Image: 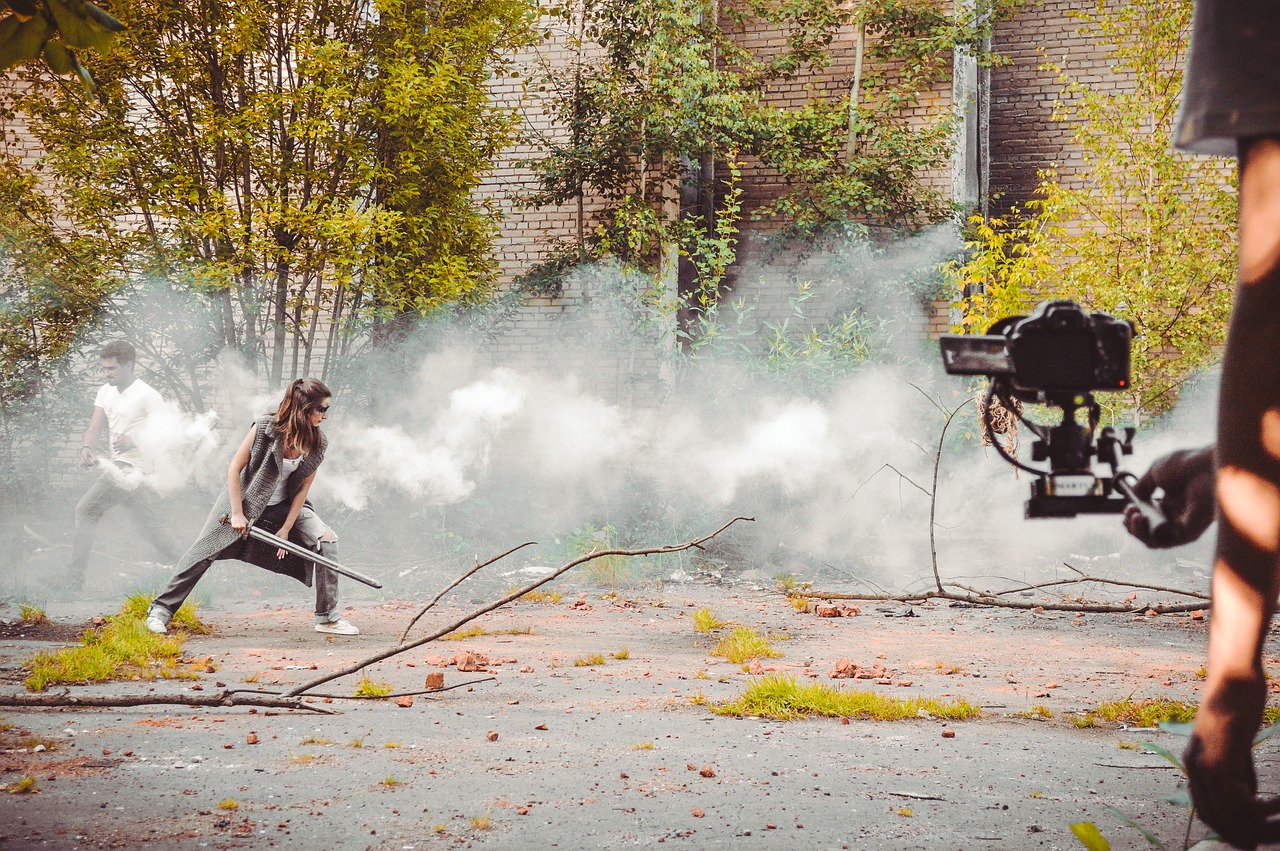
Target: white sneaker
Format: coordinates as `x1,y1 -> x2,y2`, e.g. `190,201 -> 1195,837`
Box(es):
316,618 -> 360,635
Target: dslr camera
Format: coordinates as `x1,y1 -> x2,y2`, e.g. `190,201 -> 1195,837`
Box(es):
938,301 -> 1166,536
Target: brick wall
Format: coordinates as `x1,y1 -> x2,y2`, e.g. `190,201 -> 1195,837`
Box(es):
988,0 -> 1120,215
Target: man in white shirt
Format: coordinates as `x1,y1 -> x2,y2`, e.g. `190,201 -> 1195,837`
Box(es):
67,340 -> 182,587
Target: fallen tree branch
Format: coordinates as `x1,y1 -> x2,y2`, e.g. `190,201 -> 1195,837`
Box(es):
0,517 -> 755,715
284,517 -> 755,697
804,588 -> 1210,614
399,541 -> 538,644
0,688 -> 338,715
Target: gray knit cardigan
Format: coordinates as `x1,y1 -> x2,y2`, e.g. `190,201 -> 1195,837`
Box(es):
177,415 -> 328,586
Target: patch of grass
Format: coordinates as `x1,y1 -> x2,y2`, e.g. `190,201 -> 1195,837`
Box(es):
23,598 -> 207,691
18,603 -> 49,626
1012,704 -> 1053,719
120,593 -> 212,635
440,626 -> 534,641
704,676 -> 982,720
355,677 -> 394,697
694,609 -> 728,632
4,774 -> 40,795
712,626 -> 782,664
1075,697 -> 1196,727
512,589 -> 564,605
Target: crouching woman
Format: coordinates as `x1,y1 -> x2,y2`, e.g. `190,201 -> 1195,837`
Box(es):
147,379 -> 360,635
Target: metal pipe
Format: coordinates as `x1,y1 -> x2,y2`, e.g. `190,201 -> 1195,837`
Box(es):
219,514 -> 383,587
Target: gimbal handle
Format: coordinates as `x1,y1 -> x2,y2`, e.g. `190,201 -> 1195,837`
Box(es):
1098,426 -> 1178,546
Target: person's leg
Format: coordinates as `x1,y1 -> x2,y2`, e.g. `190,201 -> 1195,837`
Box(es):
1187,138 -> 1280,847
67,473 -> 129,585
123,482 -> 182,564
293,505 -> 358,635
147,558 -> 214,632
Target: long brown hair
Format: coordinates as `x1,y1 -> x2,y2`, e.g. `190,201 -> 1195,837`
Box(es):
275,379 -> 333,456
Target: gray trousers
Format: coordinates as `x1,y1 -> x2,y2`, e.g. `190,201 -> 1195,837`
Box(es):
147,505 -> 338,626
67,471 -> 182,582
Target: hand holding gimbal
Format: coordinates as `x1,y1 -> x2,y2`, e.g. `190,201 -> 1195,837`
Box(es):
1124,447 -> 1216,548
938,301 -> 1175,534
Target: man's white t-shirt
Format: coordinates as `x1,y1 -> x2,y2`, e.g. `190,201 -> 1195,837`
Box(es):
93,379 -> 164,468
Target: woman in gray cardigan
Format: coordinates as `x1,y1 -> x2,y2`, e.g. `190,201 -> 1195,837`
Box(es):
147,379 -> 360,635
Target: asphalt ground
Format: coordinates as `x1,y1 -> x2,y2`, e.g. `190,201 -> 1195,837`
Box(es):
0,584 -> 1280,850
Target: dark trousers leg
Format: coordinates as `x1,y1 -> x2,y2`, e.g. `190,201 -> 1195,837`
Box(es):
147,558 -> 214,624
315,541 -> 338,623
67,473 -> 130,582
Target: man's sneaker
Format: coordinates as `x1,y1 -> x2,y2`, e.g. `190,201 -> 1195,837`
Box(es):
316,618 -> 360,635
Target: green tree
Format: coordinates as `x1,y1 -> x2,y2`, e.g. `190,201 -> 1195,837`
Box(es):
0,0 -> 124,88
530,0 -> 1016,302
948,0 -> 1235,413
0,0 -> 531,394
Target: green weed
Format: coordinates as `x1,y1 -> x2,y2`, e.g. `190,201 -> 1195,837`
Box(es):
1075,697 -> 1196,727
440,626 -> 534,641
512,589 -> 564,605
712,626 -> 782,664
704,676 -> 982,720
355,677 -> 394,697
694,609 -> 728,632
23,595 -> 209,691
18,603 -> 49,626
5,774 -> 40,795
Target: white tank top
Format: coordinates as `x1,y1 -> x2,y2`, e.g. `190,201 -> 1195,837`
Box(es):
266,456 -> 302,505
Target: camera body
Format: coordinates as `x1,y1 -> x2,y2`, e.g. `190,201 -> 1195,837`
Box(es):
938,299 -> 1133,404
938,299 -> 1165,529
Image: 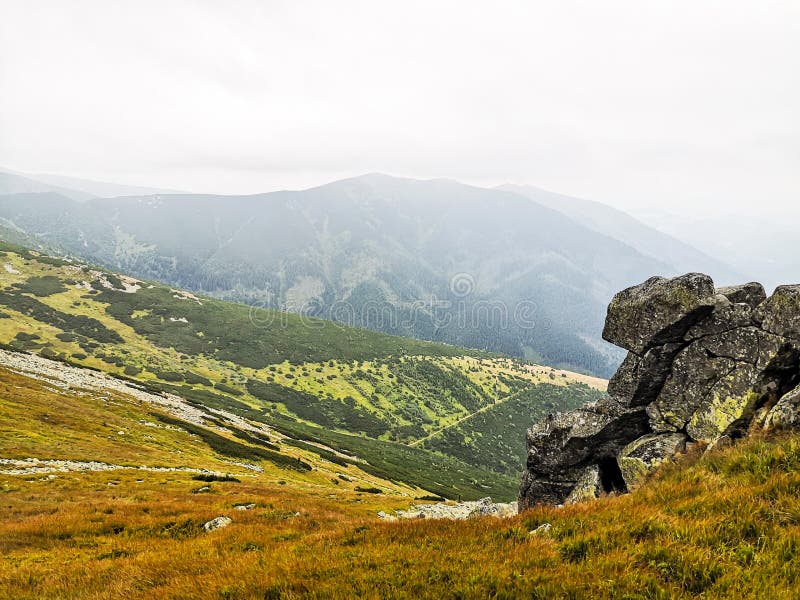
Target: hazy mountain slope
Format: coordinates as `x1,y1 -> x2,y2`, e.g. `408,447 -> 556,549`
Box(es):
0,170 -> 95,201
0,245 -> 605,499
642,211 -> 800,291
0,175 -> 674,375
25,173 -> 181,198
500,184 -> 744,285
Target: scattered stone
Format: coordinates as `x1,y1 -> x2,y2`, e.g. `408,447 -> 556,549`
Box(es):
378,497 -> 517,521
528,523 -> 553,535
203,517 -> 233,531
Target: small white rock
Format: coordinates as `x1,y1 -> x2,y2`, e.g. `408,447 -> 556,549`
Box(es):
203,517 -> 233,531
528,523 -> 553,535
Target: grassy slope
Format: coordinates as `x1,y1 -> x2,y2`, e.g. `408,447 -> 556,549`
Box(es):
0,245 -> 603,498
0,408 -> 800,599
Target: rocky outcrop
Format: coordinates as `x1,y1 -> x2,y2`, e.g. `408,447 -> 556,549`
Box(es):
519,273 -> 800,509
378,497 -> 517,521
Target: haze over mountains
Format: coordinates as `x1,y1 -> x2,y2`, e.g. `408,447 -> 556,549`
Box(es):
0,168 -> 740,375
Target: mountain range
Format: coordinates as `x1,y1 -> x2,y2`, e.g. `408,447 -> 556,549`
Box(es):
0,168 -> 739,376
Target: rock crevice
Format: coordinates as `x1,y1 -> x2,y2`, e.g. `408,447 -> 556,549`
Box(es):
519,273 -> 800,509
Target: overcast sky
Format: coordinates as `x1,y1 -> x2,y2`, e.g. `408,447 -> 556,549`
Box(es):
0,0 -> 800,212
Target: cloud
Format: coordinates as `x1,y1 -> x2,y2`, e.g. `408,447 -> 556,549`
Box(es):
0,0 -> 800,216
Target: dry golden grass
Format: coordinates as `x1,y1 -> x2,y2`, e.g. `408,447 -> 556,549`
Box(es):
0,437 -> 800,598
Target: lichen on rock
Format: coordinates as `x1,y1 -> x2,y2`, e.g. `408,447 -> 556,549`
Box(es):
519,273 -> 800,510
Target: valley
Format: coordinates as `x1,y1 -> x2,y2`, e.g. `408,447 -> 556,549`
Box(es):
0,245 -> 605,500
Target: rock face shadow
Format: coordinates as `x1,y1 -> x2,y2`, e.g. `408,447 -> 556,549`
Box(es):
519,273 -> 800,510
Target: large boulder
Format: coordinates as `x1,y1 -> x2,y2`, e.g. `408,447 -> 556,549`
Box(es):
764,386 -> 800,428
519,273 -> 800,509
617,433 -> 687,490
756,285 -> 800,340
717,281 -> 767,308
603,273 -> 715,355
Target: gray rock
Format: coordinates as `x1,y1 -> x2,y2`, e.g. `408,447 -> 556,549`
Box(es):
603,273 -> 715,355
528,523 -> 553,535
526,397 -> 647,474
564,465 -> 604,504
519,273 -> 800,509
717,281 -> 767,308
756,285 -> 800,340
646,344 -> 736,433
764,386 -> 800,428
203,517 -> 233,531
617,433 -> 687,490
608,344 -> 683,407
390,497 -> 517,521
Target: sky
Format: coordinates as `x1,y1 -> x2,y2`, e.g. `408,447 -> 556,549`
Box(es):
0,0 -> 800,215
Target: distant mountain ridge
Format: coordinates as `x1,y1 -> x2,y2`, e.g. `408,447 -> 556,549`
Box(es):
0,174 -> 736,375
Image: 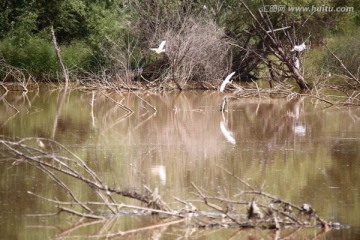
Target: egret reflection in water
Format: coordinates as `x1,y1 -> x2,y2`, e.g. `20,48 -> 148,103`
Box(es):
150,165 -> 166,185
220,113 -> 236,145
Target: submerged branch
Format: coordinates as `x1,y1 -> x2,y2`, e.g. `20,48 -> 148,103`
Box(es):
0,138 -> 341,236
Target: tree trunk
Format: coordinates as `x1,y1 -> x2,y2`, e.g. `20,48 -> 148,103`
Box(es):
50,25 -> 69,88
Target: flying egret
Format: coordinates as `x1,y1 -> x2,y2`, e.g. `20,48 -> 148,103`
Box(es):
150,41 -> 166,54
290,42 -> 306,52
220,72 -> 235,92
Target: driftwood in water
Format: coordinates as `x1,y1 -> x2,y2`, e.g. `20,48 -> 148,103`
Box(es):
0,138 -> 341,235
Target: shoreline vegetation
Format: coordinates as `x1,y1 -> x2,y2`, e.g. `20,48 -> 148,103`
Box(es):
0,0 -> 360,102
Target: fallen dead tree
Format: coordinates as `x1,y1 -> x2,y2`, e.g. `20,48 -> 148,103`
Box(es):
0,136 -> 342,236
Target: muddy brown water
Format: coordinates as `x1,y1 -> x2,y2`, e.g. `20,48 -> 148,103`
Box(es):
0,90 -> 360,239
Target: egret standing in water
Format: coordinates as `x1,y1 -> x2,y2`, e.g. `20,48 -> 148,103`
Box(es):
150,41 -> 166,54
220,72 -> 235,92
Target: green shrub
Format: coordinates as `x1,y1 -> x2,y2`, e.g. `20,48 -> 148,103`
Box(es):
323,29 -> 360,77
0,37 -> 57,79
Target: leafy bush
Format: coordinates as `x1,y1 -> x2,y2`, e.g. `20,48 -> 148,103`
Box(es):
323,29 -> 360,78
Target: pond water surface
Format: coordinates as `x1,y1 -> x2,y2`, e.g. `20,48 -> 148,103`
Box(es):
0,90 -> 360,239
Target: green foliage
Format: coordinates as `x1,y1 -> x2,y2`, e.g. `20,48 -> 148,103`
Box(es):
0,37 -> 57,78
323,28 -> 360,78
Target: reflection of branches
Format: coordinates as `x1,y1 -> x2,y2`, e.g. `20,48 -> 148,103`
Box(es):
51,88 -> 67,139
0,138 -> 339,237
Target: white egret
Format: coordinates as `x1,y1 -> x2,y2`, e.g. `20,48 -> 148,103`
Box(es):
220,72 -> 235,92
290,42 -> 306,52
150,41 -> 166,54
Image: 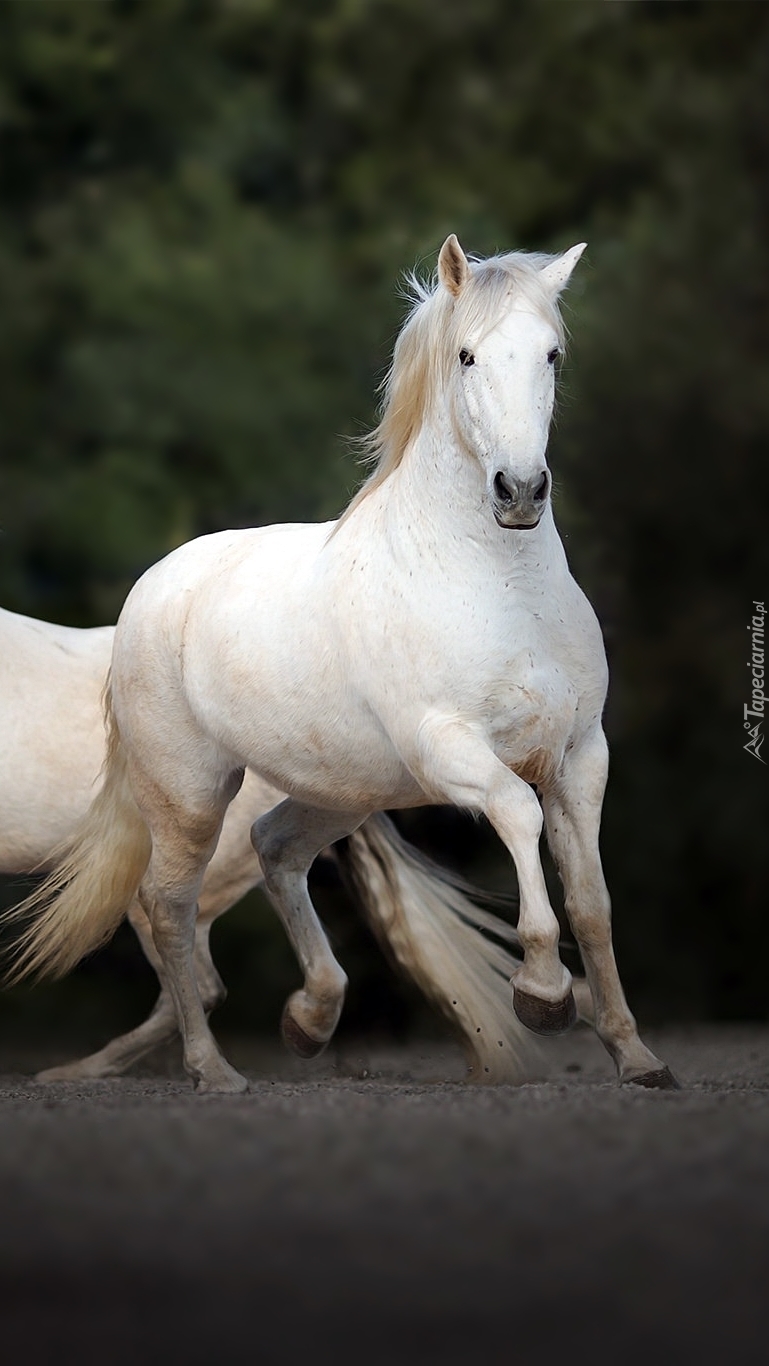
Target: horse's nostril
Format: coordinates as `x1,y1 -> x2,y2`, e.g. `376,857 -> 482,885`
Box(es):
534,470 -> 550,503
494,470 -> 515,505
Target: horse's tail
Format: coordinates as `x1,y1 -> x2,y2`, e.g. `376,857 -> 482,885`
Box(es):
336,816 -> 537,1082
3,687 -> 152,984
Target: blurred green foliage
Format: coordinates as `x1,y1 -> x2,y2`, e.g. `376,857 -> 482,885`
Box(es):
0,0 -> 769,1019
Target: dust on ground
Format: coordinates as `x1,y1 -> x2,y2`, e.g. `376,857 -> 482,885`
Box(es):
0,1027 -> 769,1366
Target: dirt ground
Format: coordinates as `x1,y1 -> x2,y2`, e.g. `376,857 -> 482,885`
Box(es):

**WHAT IS REQUIRED:**
Please lay out the records above as a JSON list of strings with one string per line, starting at the first line and ending at the line that contains "67,340 -> 182,587". Drop blank lines and leave the pictures out.

**THE OUTPUT:**
[
  "Image: ",
  "Target: white sneaker",
  "Format: coordinates as `x1,y1 -> x2,y2`, e.g. `190,201 -> 1195,837`",
  "Box(es):",
  "316,618 -> 360,635",
  "Target: dslr camera",
  "Format: coordinates as `x1,y1 -> x2,y2`, e.g. `190,201 -> 1195,837`",
  "Box(es):",
  "938,301 -> 1166,536",
  "Target: brick wall",
  "Format: coordinates as `x1,y1 -> x2,y2`, e.g. `190,201 -> 1195,837`",
  "Box(es):",
  "988,0 -> 1120,215",
  "Target: man in white shirt",
  "Format: coordinates as `x1,y1 -> x2,y2`, e.g. `190,201 -> 1195,837`",
  "Box(es):",
  "67,340 -> 182,587"
]